EXERCISE DIRECTIONS ▸ Edit the stretch from the start of the records through the line containing "xmin=62 ymin=198 xmax=100 ymax=256", replacing "annotate" with "outline" and keeping everything else unchanged. Leave the pictures out of your answer.

RECORDS FOR THIS TASK ▸

━━━━━━━━━━━━━━━━

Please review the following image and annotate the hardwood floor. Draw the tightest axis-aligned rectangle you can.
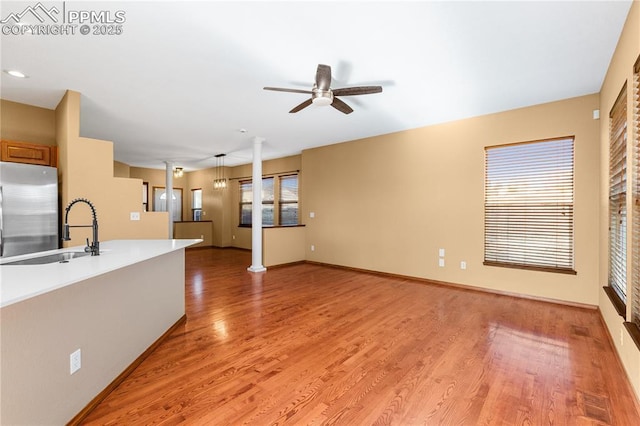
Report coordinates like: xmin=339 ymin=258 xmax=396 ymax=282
xmin=84 ymin=249 xmax=640 ymax=426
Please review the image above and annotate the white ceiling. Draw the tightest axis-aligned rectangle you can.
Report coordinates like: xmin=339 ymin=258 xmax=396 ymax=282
xmin=0 ymin=1 xmax=631 ymax=170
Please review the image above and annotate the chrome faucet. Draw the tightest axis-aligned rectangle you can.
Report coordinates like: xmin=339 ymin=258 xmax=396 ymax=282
xmin=62 ymin=198 xmax=100 ymax=256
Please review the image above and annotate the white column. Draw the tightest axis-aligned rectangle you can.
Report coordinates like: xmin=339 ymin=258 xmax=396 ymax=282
xmin=164 ymin=161 xmax=173 ymax=240
xmin=247 ymin=137 xmax=267 ymax=272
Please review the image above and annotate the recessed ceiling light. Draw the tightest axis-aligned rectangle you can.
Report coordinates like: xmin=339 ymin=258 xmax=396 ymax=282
xmin=4 ymin=70 xmax=27 ymax=78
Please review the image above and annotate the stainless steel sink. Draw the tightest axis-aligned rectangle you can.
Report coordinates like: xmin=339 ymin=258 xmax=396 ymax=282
xmin=2 ymin=251 xmax=90 ymax=266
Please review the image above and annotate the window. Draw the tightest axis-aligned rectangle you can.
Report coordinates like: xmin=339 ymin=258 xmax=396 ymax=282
xmin=279 ymin=175 xmax=298 ymax=226
xmin=484 ymin=137 xmax=575 ymax=274
xmin=608 ymin=83 xmax=627 ymax=310
xmin=240 ymin=175 xmax=298 ymax=226
xmin=153 ymin=186 xmax=182 ymax=222
xmin=191 ymin=188 xmax=202 ymax=222
xmin=631 ymin=56 xmax=640 ymax=327
xmin=240 ymin=177 xmax=274 ymax=226
xmin=142 ymin=182 xmax=149 ymax=212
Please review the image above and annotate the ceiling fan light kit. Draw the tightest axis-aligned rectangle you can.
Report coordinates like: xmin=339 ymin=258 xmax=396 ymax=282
xmin=264 ymin=64 xmax=382 ymax=114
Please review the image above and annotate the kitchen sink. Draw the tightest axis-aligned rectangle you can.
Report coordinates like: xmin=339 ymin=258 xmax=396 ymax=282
xmin=2 ymin=251 xmax=90 ymax=266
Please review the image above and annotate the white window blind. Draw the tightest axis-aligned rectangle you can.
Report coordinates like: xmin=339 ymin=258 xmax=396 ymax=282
xmin=631 ymin=60 xmax=640 ymax=327
xmin=484 ymin=137 xmax=575 ymax=274
xmin=609 ymin=84 xmax=627 ymax=304
xmin=279 ymin=175 xmax=298 ymax=226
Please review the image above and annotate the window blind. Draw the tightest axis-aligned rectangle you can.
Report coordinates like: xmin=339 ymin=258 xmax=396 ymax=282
xmin=631 ymin=56 xmax=640 ymax=327
xmin=484 ymin=137 xmax=575 ymax=274
xmin=609 ymin=83 xmax=627 ymax=304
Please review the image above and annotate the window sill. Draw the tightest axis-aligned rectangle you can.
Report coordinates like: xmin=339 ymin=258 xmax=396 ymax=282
xmin=602 ymin=286 xmax=627 ymax=319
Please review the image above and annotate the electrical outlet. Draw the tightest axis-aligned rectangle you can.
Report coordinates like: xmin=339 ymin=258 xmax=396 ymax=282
xmin=69 ymin=349 xmax=82 ymax=374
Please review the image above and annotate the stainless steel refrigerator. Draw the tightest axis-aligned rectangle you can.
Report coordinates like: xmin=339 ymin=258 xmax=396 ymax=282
xmin=0 ymin=162 xmax=59 ymax=257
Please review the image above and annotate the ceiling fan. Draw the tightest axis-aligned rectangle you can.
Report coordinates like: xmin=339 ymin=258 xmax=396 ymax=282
xmin=264 ymin=64 xmax=382 ymax=114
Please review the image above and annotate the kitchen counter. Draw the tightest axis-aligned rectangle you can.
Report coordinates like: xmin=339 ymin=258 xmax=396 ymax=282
xmin=0 ymin=239 xmax=202 ymax=308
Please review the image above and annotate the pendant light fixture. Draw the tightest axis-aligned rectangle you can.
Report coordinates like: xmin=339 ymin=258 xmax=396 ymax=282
xmin=213 ymin=154 xmax=227 ymax=189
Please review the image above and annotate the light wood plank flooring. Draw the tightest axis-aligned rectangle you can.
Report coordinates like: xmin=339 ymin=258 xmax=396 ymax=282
xmin=84 ymin=249 xmax=640 ymax=426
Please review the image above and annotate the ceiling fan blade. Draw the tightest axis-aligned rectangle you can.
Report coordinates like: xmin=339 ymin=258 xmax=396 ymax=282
xmin=316 ymin=64 xmax=331 ymax=90
xmin=263 ymin=87 xmax=313 ymax=95
xmin=289 ymin=98 xmax=312 ymax=113
xmin=333 ymin=86 xmax=382 ymax=96
xmin=331 ymin=96 xmax=353 ymax=114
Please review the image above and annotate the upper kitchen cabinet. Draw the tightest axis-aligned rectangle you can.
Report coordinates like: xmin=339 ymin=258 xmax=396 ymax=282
xmin=0 ymin=140 xmax=58 ymax=167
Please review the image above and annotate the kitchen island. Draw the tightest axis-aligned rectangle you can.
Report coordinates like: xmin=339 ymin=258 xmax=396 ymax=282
xmin=0 ymin=240 xmax=200 ymax=425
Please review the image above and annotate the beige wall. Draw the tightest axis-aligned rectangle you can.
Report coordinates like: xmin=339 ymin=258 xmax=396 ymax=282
xmin=262 ymin=226 xmax=306 ymax=267
xmin=129 ymin=167 xmax=191 ymax=220
xmin=598 ymin=1 xmax=640 ymax=397
xmin=113 ymin=161 xmax=131 ymax=178
xmin=302 ymin=95 xmax=600 ymax=305
xmin=0 ymin=250 xmax=185 ymax=425
xmin=56 ymin=91 xmax=169 ymax=243
xmin=185 ymin=167 xmax=231 ymax=247
xmin=227 ymin=155 xmax=304 ymax=250
xmin=0 ymin=99 xmax=56 ymax=145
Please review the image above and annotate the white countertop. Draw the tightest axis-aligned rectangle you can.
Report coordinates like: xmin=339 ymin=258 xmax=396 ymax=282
xmin=0 ymin=239 xmax=202 ymax=308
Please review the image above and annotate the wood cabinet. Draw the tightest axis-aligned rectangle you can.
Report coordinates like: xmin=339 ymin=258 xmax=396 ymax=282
xmin=0 ymin=140 xmax=58 ymax=167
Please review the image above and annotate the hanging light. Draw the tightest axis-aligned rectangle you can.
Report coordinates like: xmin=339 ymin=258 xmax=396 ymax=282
xmin=213 ymin=154 xmax=227 ymax=189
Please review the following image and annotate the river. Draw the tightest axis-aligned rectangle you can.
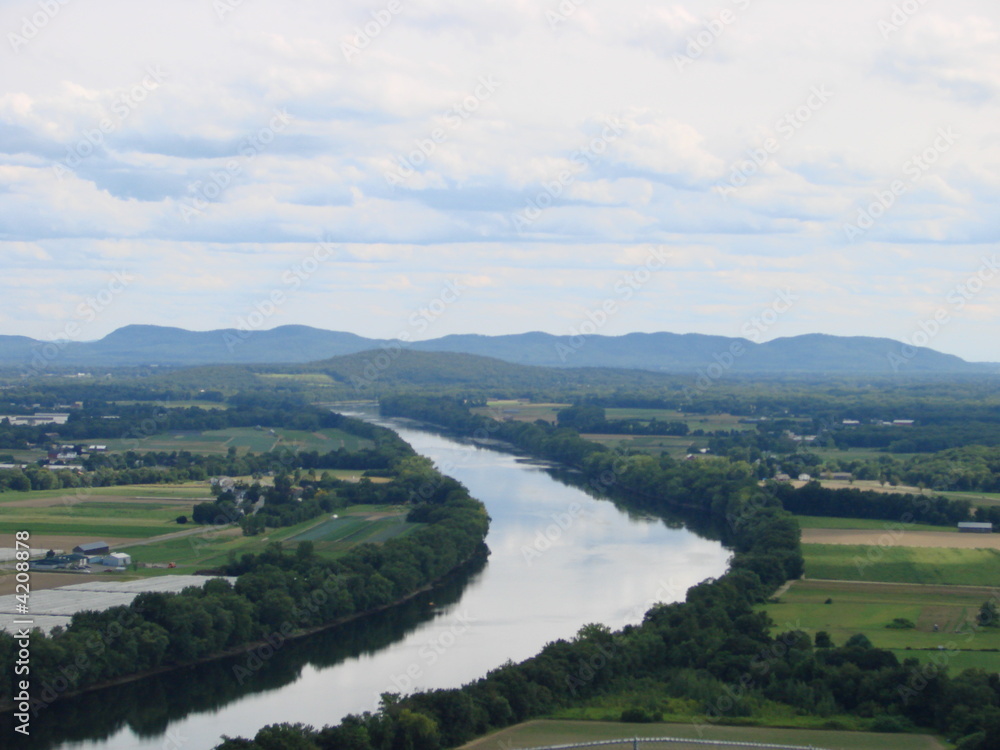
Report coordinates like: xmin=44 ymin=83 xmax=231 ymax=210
xmin=15 ymin=422 xmax=729 ymax=750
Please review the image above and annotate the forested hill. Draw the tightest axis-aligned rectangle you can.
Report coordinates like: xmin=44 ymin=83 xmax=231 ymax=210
xmin=0 ymin=326 xmax=1000 ymax=376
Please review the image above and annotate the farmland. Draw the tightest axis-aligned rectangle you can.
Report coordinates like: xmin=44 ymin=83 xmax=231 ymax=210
xmin=463 ymin=720 xmax=945 ymax=750
xmin=766 ymin=580 xmax=1000 ymax=672
xmin=795 ymin=516 xmax=958 ymax=534
xmin=85 ymin=427 xmax=371 ymax=455
xmin=120 ymin=505 xmax=420 ymax=575
xmin=802 ymin=544 xmax=1000 ymax=586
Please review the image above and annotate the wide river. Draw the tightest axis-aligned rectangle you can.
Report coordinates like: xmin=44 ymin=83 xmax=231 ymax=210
xmin=23 ymin=421 xmax=729 ymax=750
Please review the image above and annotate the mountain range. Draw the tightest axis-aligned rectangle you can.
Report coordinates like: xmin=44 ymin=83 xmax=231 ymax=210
xmin=0 ymin=325 xmax=1000 ymax=379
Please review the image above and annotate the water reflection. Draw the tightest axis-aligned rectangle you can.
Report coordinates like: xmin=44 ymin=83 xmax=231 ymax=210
xmin=19 ymin=423 xmax=729 ymax=750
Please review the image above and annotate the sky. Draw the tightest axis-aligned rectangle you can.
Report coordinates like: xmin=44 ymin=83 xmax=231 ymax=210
xmin=0 ymin=0 xmax=1000 ymax=361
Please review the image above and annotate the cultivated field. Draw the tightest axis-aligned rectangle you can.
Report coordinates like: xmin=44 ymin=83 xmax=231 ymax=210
xmin=81 ymin=425 xmax=371 ymax=455
xmin=795 ymin=516 xmax=958 ymax=544
xmin=0 ymin=482 xmax=211 ymax=550
xmin=463 ymin=721 xmax=945 ymax=750
xmin=802 ymin=544 xmax=1000 ymax=587
xmin=121 ymin=505 xmax=422 ymax=575
xmin=766 ymin=580 xmax=1000 ymax=671
xmin=800 ymin=519 xmax=1000 ymax=552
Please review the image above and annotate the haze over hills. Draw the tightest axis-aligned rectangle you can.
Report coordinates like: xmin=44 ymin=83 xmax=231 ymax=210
xmin=0 ymin=325 xmax=1000 ymax=377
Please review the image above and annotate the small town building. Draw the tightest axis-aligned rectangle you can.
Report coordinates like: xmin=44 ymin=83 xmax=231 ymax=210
xmin=73 ymin=542 xmax=111 ymax=557
xmin=104 ymin=552 xmax=132 ymax=568
xmin=958 ymin=521 xmax=993 ymax=534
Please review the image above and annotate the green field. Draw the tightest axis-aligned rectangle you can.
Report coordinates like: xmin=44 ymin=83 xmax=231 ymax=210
xmin=122 ymin=505 xmax=423 ymax=575
xmin=795 ymin=516 xmax=958 ymax=533
xmin=463 ymin=720 xmax=945 ymax=750
xmin=766 ymin=580 xmax=1000 ymax=660
xmin=581 ymin=435 xmax=696 ymax=458
xmin=0 ymin=482 xmax=210 ymax=540
xmin=82 ymin=427 xmax=371 ymax=455
xmin=802 ymin=544 xmax=1000 ymax=586
xmin=935 ymin=492 xmax=1000 ymax=508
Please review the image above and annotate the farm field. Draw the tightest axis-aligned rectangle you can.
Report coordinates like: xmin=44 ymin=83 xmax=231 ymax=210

━━━━━━━━━━━━━━━━

RESPONSE TO THIS EXERCISE ▸
Please review the following image and outline the hardwood floor. Draw the tightest axis-aligned rectangle you can.
Report coordinates like: xmin=339 ymin=258 xmax=396 ymax=282
xmin=84 ymin=249 xmax=640 ymax=426
Please review the image above and outline the white ceiling. Draw the tightest axis-aligned rectangle you can.
Report coordinates like: xmin=339 ymin=258 xmax=396 ymax=282
xmin=0 ymin=1 xmax=631 ymax=170
Please review the image above and outline the chrome faucet. Draw the tightest axis-aligned rectangle you can.
Report coordinates like: xmin=339 ymin=258 xmax=396 ymax=282
xmin=62 ymin=198 xmax=100 ymax=256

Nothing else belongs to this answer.